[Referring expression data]
____

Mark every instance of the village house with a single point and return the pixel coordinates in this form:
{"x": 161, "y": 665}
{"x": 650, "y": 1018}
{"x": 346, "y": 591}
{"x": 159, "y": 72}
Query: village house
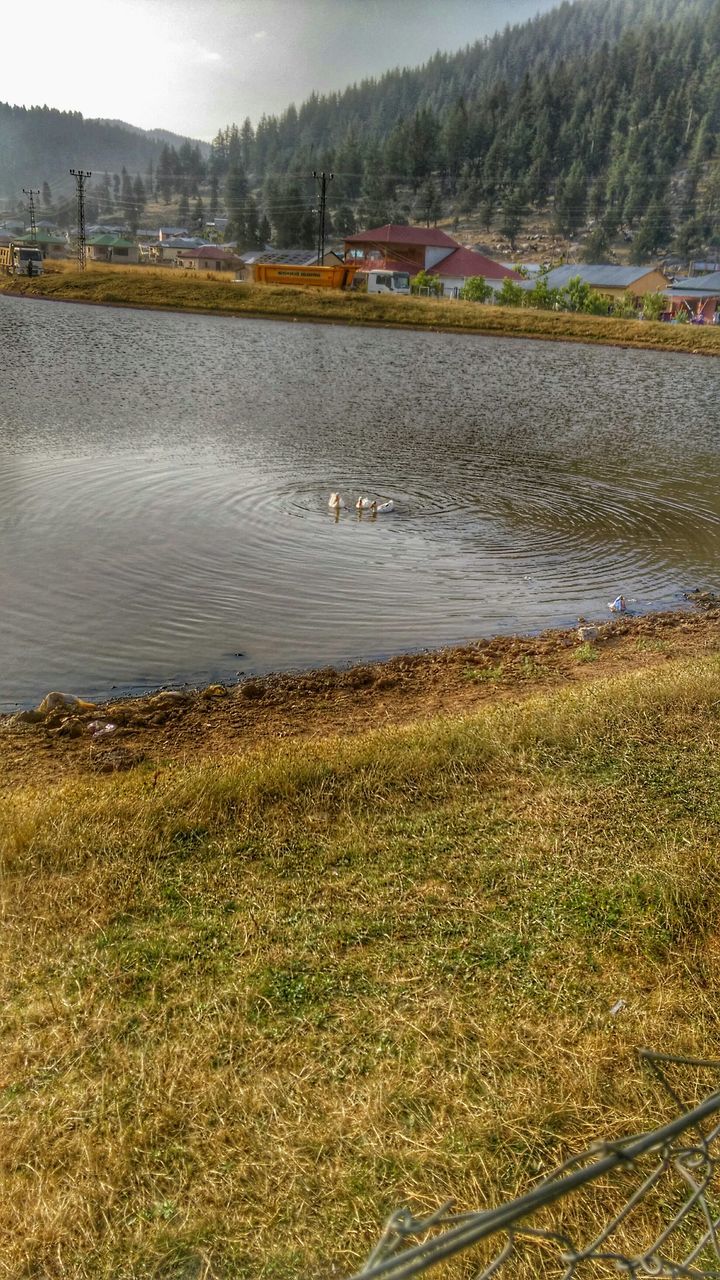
{"x": 613, "y": 282}
{"x": 423, "y": 248}
{"x": 697, "y": 296}
{"x": 53, "y": 243}
{"x": 112, "y": 248}
{"x": 167, "y": 250}
{"x": 209, "y": 257}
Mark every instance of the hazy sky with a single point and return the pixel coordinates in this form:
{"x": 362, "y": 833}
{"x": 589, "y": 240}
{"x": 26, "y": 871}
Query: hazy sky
{"x": 195, "y": 65}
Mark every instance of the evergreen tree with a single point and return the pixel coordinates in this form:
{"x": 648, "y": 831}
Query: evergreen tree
{"x": 511, "y": 214}
{"x": 236, "y": 193}
{"x": 570, "y": 200}
{"x": 654, "y": 233}
{"x": 428, "y": 204}
{"x": 197, "y": 216}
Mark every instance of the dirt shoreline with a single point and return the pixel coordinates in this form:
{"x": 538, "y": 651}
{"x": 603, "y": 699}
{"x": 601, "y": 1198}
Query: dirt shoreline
{"x": 540, "y": 325}
{"x": 187, "y": 726}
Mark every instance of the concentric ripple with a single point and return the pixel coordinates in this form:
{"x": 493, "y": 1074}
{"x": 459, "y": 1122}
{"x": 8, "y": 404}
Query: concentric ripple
{"x": 165, "y": 525}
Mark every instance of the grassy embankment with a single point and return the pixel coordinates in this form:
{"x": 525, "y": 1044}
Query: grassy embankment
{"x": 147, "y": 287}
{"x": 249, "y": 1006}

____

■ TASK TO COMPLETE: Copy out the data exactly and keep the pictures out.

■ EXERCISE OUTPUT:
Mark every instance of the village house with a single point and return the pixel coordinates in this form:
{"x": 161, "y": 665}
{"x": 650, "y": 1018}
{"x": 346, "y": 591}
{"x": 159, "y": 72}
Query: village house
{"x": 613, "y": 282}
{"x": 423, "y": 248}
{"x": 697, "y": 296}
{"x": 53, "y": 243}
{"x": 112, "y": 248}
{"x": 167, "y": 250}
{"x": 209, "y": 257}
Mark every instance of the hazy sky with a single point and return the pixel coordinates in this form:
{"x": 362, "y": 833}
{"x": 589, "y": 240}
{"x": 26, "y": 871}
Query: hazy sky
{"x": 195, "y": 65}
Mark every instance of the evergreen tree with a single point and return the pixel coordinates in this form:
{"x": 648, "y": 831}
Query: evergreen tree
{"x": 511, "y": 214}
{"x": 236, "y": 193}
{"x": 570, "y": 200}
{"x": 654, "y": 233}
{"x": 428, "y": 204}
{"x": 197, "y": 216}
Mark every instance of the dirt shoreline with a single point and return the pixel coordinates in this form:
{"x": 538, "y": 651}
{"x": 603, "y": 699}
{"x": 601, "y": 1198}
Query: dirt shoreline
{"x": 540, "y": 325}
{"x": 187, "y": 726}
Mark every instance of the concentric ripple with a single point and return the pixel coordinates in this form:
{"x": 493, "y": 1074}
{"x": 459, "y": 1122}
{"x": 8, "y": 404}
Query: concentric ripple
{"x": 165, "y": 525}
Mark every instance of the grassy embankment with a single point and return the pixel coordinates in this form:
{"x": 525, "y": 1044}
Query: grassy embankment
{"x": 147, "y": 287}
{"x": 249, "y": 1006}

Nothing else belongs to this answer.